| Given passage |
>>>
# Nikon D7000 Back focusing issues.



## otto0713 (Oct 8, 2012)

I am all set to buy the Nikon D7000 from Amazon- But wait a minute, they took their inventory off the product page stating that customers were returning and complaining of problems with this Nikon product. I had heard from others both camera technicians and web sites that this camera can have back focusing issues, but I figured that those bugs would be long gone two years after its release. Is Nikon trying to "pull a fast one" here by releasing an inventory of defective cameras to the Amazon buying public? It appears that this may be the case.

Unfortunately there is no way of finding out why Amazon has discontinued selling the Nikon D7000 at this time and Nikon isn't liable to to release its verdict on an issue that potentially could cost them tens of thousands of dollars in return/recall costs and add to that the re-furbishing expenses of these defective cameras not only seems better off not admitted. Their apparent lack of interest in the common consumer spending $1300.00 FOR A KNOWN DEFECTIVE PRODUCT REALLY IS INTOLORABLE!

Is there anyone out there to really vouch for Nikon quality control and set this straight? Or, as I have recently discovered, it takes several Nikon calls and returns for them to "adjust" the camera and return it back to the poor guy who believed that they were without fault, before a spokesperson admits their mistake. I am hesitant to buy the D7000 and now I've heard that they are experiencing problems with the 600: though far fewer than the D7000. As far as I am concerned Nikon should take the hit and fully confess that its either poor quality control or a major design flaw that is inherent to this particular camera. What do you think? 

UPDATE:
As of this afternoon the item is again available from Amazon direct. I looked at B&H Photo out of New York (huge camera store), and the same D7000 w/ the kit lens 24-85 (same price as Amazon, $1296.00) had 287 customer reviews with the worst review rated 3 stars! There were no back-focus problems. In fact the average review of this product from this outlet was 4.8! What does this tell you? I don't believe that B&H holds back bad reviews. Maybe Amazon gets the "questionable D7000's" from Nikon because they are such a large web-based outlet.
<<<
| Stated goal 1 |
In the forum post about Nikon D7000 back focusing, how many customer reviews did the D7000 with the 24-85 kit lens have at B&H Photo?
| Stated goal 2 |
Rewrite the forum post about Nikon D7000 back focusing from "Unfortunately there is" to "REALLY IS INTOLORABLE!", putting "the online retailer" in place of "Amazon".
| Stated goal 3 |
Carry on the forum post about Nikon D7000 back focusing from its last sentence.

| Source material |
>>>
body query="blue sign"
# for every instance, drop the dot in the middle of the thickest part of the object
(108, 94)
<<<
| Reply 1 |
287 customer reviews.

| Reply 2 |
Unfortunately there is no way of finding out why the online retailer has discontinued selling the Nikon D7000 at this time and Nikon isn't liable to to release its verdict on an issue that potentially could cost them tens of thousands of dollars in return/recall costs and add to that the re-furbishing expenses of these defective cameras not only seems better off not admitted. Their apparent lack of interest in the common consumer spending $1300.00 FOR A KNOWN DEFECTIVE PRODUCT REALLY IS INTOLORABLE!

| Reply 3 |
----------



## SCraig (Oct 8, 2012)

Believe what you want.  Personally I've not heard of anyone having a back-focus problem with a D7000, however if you get one and it does have a back-focus problem, then adjust it to suit yourself.  There are fine focus adjustments in the firmware.


----------



## 1911Driver (Oct 18, 2012)

Otto, (My name is Andrew) I experienced photo quality issues with my D7000.  I did have to fine tune my D7000, not for focus, but general soft image issues. I was comparing images to my wife's Canon 60D.  The 60D is a nice camera.  If you get the D7000, I'd recomend an 18-200 lens instead of 18-55. I'd change to ADOBE RGB for color, I'd shoot in Vivid mode and fine tune my images from there.  Images were cool. Normal light temeratue setting that Nikon uses seems to be 5000 K, I'd bump it up to 5400K. The viewer on the Nikon is not as sharp as Canon, so it is deceptive when comparing images based on that. Back focus issue are easily addressed in settings. I did not experience any. I hope this helps. I am digging my D7000 after some initial hair pulling.


----------



## Patriot (Oct 19, 2012)

I haven't had any problems with my camera. If you can fix the problem yourself then I don't see why it's so big of a problem.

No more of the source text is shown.